21 Octobre 2016 , Rédigé par Perceval Publié dans #Paganisme, #Christianisme

« Pour ses nobles seigneurs dont chacun s'estimait le meilleur et dont nul ne savait qui était le moins bon, Arthur fit faire la Table ronde sur laquelle les Bretons racontent bien des récits. Les seigneurs y prenaient place, tous chevaliers, tous égaux. »

Wace, Le Roman de Brut, ca. 1155
 

La table ronde de Winchester ( photo) (5 m de diamètre) en chêne, est mentionnée dans des archives du 14e s. Elle est décorée de peintures représentant le roi Arthur et la liste de ses chevaliers.

Cette table aurait été fabriquée autour de 1250-1290, sous le règne d'Edward I, passionné par le récit arthurien, à l'occasion d'un tournoi.... Le décor peint actuel sur la table fut commandé par Henry VIII lors de la visite de l'empereur Charles V en 1522...

 

* Deux mythologies vont se rencontrer, s'affronter, parfois fusionner ... Le christianisme et le paganisme...

La Vérité du Christianisme, ne pouvait coexister avec des traditions qui s'étaient développées bien loin d'elle. Je veux parler, bien sûr ici, du paganisme ( sous ce mot, je regroupe toutes les croyances populaires qui ont eu cours depuis plus de dix siècles, avant l'avènement de Jésus-Christ.. ! Ce n'est quand même pas rien...)

-- Consigne 1 --
Imprimez le passage de l'extrait sur la Table ronde qui commence par « Wace, Le Roman » et se poursuit jusqu'à « de ses chevaliers. ».
-- Consigne 2 --
Poursuivez l'extrait sur la Table ronde à partir de sa dernière phrase.
Le matériel placé ensuite provient d'une autre source.

-- Données fournies --
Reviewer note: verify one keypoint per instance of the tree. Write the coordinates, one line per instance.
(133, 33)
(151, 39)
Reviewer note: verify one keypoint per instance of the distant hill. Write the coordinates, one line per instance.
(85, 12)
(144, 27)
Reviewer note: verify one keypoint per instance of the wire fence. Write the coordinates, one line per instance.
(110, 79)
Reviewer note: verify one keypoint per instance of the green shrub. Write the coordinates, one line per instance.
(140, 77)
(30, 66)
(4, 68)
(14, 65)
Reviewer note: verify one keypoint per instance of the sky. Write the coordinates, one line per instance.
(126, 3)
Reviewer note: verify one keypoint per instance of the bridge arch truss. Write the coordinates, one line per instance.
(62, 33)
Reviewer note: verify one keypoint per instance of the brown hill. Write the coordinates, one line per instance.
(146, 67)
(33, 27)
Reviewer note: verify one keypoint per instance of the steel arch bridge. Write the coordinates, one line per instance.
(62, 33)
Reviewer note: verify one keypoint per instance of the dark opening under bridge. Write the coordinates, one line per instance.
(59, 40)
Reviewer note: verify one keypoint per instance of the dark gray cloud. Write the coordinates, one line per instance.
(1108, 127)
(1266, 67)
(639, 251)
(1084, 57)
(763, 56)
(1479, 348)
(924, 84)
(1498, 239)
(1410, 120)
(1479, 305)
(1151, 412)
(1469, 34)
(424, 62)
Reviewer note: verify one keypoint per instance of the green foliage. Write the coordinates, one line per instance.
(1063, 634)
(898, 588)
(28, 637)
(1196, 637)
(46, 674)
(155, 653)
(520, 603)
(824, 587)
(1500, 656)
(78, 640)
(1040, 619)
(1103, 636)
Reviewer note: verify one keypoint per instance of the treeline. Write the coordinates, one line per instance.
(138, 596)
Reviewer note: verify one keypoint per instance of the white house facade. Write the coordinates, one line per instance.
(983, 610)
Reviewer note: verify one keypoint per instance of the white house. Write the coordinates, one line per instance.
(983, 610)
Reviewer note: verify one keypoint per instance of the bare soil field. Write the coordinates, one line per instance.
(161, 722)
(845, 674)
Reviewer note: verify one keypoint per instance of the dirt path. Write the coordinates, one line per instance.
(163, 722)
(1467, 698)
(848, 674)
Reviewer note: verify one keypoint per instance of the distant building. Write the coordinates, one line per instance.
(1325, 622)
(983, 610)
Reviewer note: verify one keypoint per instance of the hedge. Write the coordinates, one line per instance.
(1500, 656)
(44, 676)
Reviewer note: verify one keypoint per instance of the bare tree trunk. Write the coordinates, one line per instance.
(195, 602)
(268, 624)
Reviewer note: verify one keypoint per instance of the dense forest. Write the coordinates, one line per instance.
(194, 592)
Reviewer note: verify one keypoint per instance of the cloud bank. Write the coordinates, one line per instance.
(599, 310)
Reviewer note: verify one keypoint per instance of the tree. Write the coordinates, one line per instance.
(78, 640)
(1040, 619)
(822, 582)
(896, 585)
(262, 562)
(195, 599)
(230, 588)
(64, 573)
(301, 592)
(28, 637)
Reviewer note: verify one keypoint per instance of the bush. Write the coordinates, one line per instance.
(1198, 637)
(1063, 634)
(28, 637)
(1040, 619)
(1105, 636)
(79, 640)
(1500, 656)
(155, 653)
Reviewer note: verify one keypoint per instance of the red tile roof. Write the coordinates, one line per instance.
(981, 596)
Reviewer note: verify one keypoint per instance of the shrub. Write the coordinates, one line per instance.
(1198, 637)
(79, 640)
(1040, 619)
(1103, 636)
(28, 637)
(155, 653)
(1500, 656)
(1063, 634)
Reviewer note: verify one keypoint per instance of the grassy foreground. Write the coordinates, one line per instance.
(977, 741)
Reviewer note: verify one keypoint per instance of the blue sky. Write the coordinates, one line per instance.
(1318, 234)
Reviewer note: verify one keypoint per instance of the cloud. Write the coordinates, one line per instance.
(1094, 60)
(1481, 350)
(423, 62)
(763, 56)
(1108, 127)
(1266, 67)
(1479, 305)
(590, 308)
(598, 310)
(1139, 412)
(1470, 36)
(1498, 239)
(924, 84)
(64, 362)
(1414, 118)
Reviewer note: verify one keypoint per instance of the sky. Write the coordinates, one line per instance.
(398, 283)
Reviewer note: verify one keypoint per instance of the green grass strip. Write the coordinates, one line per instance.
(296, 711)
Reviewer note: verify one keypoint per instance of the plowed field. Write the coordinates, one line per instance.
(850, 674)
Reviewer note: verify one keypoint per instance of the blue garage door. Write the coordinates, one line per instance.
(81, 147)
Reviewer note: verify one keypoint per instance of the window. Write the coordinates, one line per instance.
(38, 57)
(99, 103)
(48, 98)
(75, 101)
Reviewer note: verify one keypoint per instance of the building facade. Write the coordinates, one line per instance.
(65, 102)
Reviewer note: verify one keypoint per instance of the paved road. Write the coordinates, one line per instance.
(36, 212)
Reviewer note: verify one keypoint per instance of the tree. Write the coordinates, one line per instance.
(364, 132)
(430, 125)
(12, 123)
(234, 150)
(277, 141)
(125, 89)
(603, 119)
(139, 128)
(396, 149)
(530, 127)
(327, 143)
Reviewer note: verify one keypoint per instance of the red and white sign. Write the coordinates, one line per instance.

-- Réponse 1 --
Wace, Le Roman de Brut, ca. 1155
 

La table ronde de Winchester ( photo) (5 m de diamètre) en chêne, est mentionnée dans des archives du 14e s. Elle est décorée de peintures représentant le roi Arthur et la liste de ses chevaliers.

-- Réponse 2 --
1477 - procession païenne

Les ''Pères de l'Église'' dénoncent - comme des auteurs de fables mensongères - les poètes païens, fabricants de faux dieux, ils sont responsables des superstitions et de l'idolâtrie...
Les apologistes chrétiens s'appuient sur la parole du Psaume (95,5) pour dire que les dieux des nations sont des démons... C'est intéressant: ils existent donc;  mais, sont démoniaques ...

Au Moyen-âge, seule l'Église est en mesure de reproduire et de diffuser des écrits, de constituer des bibliothèques ; elle peut donc opérer une censure de facto et ne divulguer que ce qui sert ses desseins. Nous assistons alors à un double mouvement : censure des auteurs et du merveilleux païens, et – ça c'est assez ''fantastique'' : récupération et création d'un merveilleux chrétien.

Le paganisme:

Les païens honorent leurs dieux dans des temples, vouent un culte aux divinités des arbres, des sources et des pierres. Notons également le culte des sources et des fontaines, bien attesté dans tout l'Occident médiéval : les lois chrétiennes du Gulathing, en Norvège, reprochent aux païens de croire aux génies tutélaires (landvaettir), que ce soit dans les bosquets d'arbres ou dans les tertres ou dans les cascades. Régis Boyer constate que les sources recevaient des offrandes de vivres en Scanie, donnaient lieu à des rites et des mariages en Vàstergôtland et à des cérémonies propitiatoires en Nárke. Toutes ces pratiques sont bien connues de l'Église qui ne cesse de les combattre; - par exemple - dans les actes du concile de Tours, en 567...
 

Pourtant : Grégoire de Tours ( († 594)) relate l’initiative pastorale d’un évêque auvergnat qui, impuissant à déraciner une fête païenne se déroulant sur le mont Helarius, construit sur les lieux une église en l’honneur du saint chrétien Hilarius.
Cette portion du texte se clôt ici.